_To do_: What lines of the data hold the string "phrase"? Copy them all.

_Data listing_:

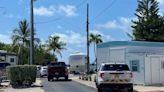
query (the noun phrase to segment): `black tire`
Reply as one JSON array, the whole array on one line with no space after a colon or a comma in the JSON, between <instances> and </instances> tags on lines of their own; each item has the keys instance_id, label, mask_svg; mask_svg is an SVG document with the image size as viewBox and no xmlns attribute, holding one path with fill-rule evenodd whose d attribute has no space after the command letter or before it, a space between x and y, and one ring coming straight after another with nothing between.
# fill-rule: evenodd
<instances>
[{"instance_id":1,"label":"black tire","mask_svg":"<svg viewBox=\"0 0 164 92\"><path fill-rule=\"evenodd\" d=\"M101 88L97 88L98 92L103 92L103 90Z\"/></svg>"},{"instance_id":2,"label":"black tire","mask_svg":"<svg viewBox=\"0 0 164 92\"><path fill-rule=\"evenodd\" d=\"M43 76L40 74L40 78L42 78Z\"/></svg>"},{"instance_id":3,"label":"black tire","mask_svg":"<svg viewBox=\"0 0 164 92\"><path fill-rule=\"evenodd\" d=\"M59 77L56 77L56 80L59 80Z\"/></svg>"},{"instance_id":4,"label":"black tire","mask_svg":"<svg viewBox=\"0 0 164 92\"><path fill-rule=\"evenodd\" d=\"M48 76L47 78L48 78L48 81L51 81L52 80L52 78L50 76Z\"/></svg>"},{"instance_id":5,"label":"black tire","mask_svg":"<svg viewBox=\"0 0 164 92\"><path fill-rule=\"evenodd\" d=\"M68 76L65 77L65 80L68 80Z\"/></svg>"},{"instance_id":6,"label":"black tire","mask_svg":"<svg viewBox=\"0 0 164 92\"><path fill-rule=\"evenodd\" d=\"M133 92L133 87L129 88L128 92Z\"/></svg>"}]
</instances>

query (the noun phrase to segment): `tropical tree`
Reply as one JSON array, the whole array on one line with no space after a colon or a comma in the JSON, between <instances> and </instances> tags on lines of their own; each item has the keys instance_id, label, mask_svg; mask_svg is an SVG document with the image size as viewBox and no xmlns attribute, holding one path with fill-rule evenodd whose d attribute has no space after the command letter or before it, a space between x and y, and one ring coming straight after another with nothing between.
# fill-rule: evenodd
<instances>
[{"instance_id":1,"label":"tropical tree","mask_svg":"<svg viewBox=\"0 0 164 92\"><path fill-rule=\"evenodd\" d=\"M55 35L51 36L48 40L48 51L53 50L54 57L59 54L62 57L61 51L66 50L66 43L60 40L60 37Z\"/></svg>"},{"instance_id":2,"label":"tropical tree","mask_svg":"<svg viewBox=\"0 0 164 92\"><path fill-rule=\"evenodd\" d=\"M30 43L30 28L27 20L22 20L19 22L19 27L13 30L12 40L13 40L13 50L18 48L18 62L22 64L22 55L25 54L23 51L25 48L29 47ZM28 51L27 51L28 53ZM24 57L28 58L28 54Z\"/></svg>"},{"instance_id":3,"label":"tropical tree","mask_svg":"<svg viewBox=\"0 0 164 92\"><path fill-rule=\"evenodd\" d=\"M48 62L54 60L54 56L46 51L43 44L39 44L35 47L35 57L34 64L36 65L47 65Z\"/></svg>"},{"instance_id":4,"label":"tropical tree","mask_svg":"<svg viewBox=\"0 0 164 92\"><path fill-rule=\"evenodd\" d=\"M138 0L133 35L137 41L164 41L164 18L159 15L157 0Z\"/></svg>"},{"instance_id":5,"label":"tropical tree","mask_svg":"<svg viewBox=\"0 0 164 92\"><path fill-rule=\"evenodd\" d=\"M96 62L96 66L97 66L97 55L96 55L96 46L99 43L102 43L102 36L101 34L94 34L94 33L90 33L89 35L89 43L93 43L94 46L94 54L95 54L95 62ZM97 67L96 67L97 69Z\"/></svg>"},{"instance_id":6,"label":"tropical tree","mask_svg":"<svg viewBox=\"0 0 164 92\"><path fill-rule=\"evenodd\" d=\"M5 50L7 52L11 51L11 44L5 44L0 42L0 50Z\"/></svg>"}]
</instances>

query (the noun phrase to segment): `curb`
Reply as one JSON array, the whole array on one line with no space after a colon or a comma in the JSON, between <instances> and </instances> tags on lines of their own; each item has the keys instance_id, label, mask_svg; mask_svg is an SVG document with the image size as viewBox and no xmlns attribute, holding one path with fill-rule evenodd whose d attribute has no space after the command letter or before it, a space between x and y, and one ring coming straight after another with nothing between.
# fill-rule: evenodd
<instances>
[{"instance_id":1,"label":"curb","mask_svg":"<svg viewBox=\"0 0 164 92\"><path fill-rule=\"evenodd\" d=\"M80 83L80 84L82 84L82 85L84 85L84 86L88 86L88 87L91 87L91 88L97 89L96 86L93 87L93 86L90 86L90 85L86 85L86 84L80 82L80 81L83 81L83 80L80 80L80 81L78 81L78 80L79 80L79 79L77 79L77 80L76 80L76 79L72 79L72 81L74 81L74 82Z\"/></svg>"}]
</instances>

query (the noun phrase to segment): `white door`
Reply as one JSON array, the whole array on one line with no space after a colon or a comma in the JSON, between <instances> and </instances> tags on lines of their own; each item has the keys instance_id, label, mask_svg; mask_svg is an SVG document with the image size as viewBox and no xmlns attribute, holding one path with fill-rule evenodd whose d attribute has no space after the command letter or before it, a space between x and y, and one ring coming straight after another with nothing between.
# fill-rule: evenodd
<instances>
[{"instance_id":1,"label":"white door","mask_svg":"<svg viewBox=\"0 0 164 92\"><path fill-rule=\"evenodd\" d=\"M151 82L160 83L160 57L150 57L151 60Z\"/></svg>"}]
</instances>

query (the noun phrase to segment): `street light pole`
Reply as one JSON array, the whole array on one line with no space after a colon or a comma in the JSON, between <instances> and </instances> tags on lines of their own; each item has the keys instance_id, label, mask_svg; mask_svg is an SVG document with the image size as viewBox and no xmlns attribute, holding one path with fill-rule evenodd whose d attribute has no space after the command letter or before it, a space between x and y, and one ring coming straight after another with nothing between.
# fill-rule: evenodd
<instances>
[{"instance_id":1,"label":"street light pole","mask_svg":"<svg viewBox=\"0 0 164 92\"><path fill-rule=\"evenodd\" d=\"M87 31L87 74L89 74L89 4L87 4L87 21L86 21L86 31Z\"/></svg>"},{"instance_id":2,"label":"street light pole","mask_svg":"<svg viewBox=\"0 0 164 92\"><path fill-rule=\"evenodd\" d=\"M34 61L34 12L33 12L33 2L30 1L30 24L31 24L31 38L30 38L30 65L33 64Z\"/></svg>"}]
</instances>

_Solution to this exercise_:
query (the noun phrase to segment): `black tire`
query (the noun phrase to segment): `tropical tree`
query (the noun phrase to segment): `curb`
query (the noun phrase to segment): `white door`
query (the noun phrase to segment): `street light pole`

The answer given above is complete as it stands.